[MATERIALS PROVIDED]
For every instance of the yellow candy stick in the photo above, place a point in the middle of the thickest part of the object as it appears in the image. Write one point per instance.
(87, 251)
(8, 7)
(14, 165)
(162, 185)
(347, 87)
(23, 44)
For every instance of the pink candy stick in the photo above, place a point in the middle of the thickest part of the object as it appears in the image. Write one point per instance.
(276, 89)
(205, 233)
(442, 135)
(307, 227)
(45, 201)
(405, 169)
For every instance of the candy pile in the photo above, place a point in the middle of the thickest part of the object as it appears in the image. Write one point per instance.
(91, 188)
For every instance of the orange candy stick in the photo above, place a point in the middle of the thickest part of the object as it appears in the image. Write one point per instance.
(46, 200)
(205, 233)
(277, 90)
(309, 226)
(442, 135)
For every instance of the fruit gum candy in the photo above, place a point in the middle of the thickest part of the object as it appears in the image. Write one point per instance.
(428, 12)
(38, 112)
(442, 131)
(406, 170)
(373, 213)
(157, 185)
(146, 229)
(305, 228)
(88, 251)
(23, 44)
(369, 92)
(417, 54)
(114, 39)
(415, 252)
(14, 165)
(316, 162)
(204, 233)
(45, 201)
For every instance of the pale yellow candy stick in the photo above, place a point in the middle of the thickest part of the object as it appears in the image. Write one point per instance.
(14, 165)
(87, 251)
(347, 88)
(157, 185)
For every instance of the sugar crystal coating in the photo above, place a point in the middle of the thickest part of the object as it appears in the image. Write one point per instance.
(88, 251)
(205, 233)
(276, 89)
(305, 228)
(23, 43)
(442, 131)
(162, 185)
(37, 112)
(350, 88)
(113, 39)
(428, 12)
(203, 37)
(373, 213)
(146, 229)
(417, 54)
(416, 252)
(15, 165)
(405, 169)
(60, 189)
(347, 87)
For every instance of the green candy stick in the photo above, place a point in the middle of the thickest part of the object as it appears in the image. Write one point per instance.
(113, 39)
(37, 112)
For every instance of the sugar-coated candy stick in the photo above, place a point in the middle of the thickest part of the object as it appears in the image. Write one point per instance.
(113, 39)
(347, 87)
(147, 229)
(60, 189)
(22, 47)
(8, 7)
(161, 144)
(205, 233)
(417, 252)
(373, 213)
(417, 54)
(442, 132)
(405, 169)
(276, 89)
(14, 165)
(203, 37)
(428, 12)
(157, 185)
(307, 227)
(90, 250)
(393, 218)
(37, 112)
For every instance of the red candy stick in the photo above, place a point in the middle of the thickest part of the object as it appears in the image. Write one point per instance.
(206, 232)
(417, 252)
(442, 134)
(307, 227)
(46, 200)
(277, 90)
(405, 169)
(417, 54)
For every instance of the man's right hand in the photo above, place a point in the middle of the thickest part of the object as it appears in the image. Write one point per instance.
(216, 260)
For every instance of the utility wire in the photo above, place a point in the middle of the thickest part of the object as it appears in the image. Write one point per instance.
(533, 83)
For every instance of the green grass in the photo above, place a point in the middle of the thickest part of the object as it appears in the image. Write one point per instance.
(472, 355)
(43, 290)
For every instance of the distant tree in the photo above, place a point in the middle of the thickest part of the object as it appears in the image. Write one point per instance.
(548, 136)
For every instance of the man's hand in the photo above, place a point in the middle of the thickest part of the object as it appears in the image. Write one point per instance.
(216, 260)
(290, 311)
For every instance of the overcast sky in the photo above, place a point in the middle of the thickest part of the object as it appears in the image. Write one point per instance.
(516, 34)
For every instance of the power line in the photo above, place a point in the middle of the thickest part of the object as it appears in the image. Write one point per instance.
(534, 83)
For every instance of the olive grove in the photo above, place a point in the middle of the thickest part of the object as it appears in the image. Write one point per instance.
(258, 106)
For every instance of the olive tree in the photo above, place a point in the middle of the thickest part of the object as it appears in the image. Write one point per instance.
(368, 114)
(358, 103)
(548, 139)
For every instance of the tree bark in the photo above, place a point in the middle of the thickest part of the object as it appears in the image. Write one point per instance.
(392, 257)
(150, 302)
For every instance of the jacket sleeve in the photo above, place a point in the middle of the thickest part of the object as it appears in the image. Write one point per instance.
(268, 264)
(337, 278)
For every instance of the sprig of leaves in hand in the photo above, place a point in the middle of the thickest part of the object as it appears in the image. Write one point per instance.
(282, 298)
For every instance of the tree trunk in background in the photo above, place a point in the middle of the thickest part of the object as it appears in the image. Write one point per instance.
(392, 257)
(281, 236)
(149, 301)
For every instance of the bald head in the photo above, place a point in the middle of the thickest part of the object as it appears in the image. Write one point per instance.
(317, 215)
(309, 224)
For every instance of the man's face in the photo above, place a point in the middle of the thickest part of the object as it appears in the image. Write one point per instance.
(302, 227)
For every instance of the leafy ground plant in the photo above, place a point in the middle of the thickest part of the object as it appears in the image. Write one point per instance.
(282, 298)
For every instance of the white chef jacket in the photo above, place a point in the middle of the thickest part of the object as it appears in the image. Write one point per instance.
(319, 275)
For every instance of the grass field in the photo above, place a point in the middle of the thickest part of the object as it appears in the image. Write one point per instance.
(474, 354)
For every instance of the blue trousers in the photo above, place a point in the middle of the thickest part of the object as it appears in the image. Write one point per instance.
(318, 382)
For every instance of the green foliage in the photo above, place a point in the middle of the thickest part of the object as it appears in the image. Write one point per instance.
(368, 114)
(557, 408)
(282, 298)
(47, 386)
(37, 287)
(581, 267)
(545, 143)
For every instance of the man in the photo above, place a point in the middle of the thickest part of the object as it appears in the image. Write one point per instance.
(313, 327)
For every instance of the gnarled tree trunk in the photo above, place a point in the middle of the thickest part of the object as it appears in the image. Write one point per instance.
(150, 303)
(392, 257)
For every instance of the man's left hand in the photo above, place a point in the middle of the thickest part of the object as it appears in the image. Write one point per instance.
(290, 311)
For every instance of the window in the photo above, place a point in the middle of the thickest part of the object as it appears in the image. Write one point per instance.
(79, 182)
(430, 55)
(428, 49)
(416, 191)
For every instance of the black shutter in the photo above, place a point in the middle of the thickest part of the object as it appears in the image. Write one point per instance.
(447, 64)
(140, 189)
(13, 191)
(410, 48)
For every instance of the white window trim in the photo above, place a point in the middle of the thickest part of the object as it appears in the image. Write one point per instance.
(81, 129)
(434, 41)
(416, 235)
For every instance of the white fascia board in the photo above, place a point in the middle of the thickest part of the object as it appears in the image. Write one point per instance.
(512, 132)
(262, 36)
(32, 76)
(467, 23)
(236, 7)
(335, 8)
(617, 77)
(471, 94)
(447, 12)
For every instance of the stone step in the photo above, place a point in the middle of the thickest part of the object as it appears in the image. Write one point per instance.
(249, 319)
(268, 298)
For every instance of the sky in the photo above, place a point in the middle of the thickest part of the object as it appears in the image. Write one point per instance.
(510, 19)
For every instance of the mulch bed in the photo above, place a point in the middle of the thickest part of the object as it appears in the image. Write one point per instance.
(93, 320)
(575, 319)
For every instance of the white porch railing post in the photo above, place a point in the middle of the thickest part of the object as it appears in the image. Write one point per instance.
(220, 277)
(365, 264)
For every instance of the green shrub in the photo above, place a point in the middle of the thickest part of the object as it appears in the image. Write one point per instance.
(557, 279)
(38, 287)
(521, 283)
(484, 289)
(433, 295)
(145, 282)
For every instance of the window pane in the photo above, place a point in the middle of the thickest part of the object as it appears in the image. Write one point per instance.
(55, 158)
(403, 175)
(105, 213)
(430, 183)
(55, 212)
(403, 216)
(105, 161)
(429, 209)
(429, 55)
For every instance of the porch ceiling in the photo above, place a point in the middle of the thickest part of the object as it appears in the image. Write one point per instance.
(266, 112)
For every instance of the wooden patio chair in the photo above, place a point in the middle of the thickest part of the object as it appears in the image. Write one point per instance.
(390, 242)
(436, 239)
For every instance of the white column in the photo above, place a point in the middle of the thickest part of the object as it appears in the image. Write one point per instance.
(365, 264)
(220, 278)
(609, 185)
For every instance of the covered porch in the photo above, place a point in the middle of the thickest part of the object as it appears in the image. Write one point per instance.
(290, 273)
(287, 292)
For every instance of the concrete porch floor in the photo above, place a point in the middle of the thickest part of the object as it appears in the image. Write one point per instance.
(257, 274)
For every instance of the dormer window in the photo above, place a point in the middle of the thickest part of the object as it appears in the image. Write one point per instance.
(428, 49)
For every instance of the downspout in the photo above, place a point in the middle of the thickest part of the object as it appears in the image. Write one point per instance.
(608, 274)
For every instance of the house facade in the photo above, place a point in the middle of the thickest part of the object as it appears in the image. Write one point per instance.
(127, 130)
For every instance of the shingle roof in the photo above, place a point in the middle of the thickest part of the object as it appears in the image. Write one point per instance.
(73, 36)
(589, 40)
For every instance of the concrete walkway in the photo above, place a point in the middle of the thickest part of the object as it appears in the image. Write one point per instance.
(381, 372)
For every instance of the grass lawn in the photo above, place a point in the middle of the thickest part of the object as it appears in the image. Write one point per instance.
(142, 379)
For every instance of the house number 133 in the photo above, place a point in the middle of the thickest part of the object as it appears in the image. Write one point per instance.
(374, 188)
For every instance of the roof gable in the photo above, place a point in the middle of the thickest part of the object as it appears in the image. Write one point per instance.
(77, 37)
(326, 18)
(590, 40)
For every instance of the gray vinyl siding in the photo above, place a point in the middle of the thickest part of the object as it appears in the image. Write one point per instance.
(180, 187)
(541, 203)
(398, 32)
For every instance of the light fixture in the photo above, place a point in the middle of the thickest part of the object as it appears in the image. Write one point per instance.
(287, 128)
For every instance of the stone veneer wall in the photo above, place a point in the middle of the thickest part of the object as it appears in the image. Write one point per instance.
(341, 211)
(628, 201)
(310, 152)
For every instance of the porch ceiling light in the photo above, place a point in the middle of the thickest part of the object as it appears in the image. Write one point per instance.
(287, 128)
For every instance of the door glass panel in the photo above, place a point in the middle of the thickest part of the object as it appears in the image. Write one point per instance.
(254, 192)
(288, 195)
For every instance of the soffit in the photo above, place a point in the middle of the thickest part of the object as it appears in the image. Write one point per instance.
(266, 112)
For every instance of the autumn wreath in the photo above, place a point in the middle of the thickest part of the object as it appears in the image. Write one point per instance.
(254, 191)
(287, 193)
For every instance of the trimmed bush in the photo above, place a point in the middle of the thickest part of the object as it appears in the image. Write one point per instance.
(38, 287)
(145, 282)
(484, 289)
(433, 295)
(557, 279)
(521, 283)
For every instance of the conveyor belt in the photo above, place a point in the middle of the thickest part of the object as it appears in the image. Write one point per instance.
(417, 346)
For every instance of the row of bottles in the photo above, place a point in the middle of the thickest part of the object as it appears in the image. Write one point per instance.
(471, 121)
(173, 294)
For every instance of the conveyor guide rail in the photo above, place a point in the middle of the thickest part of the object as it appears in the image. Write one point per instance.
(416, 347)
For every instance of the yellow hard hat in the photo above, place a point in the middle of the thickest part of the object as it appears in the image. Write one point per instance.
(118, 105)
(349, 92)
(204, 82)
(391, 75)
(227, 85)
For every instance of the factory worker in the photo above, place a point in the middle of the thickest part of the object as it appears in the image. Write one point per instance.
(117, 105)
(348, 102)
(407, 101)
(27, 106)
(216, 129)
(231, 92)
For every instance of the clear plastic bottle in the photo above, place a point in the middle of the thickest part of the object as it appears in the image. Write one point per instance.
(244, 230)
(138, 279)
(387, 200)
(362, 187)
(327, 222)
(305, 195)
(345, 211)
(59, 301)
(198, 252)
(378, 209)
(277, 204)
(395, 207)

[TASK BRIEF] Beginning from the line that contains "For every instance of the clear", give each line again exactly, through the final line of the records.

[EXERCISE OUTPUT]
For every instance of the clear plastic bottle in the photo above, place a point in the middle of the thickest part of the object as it appears in the image. Write one point per instance.
(244, 230)
(138, 279)
(387, 200)
(362, 187)
(327, 222)
(305, 195)
(345, 211)
(59, 301)
(198, 252)
(378, 209)
(277, 204)
(395, 207)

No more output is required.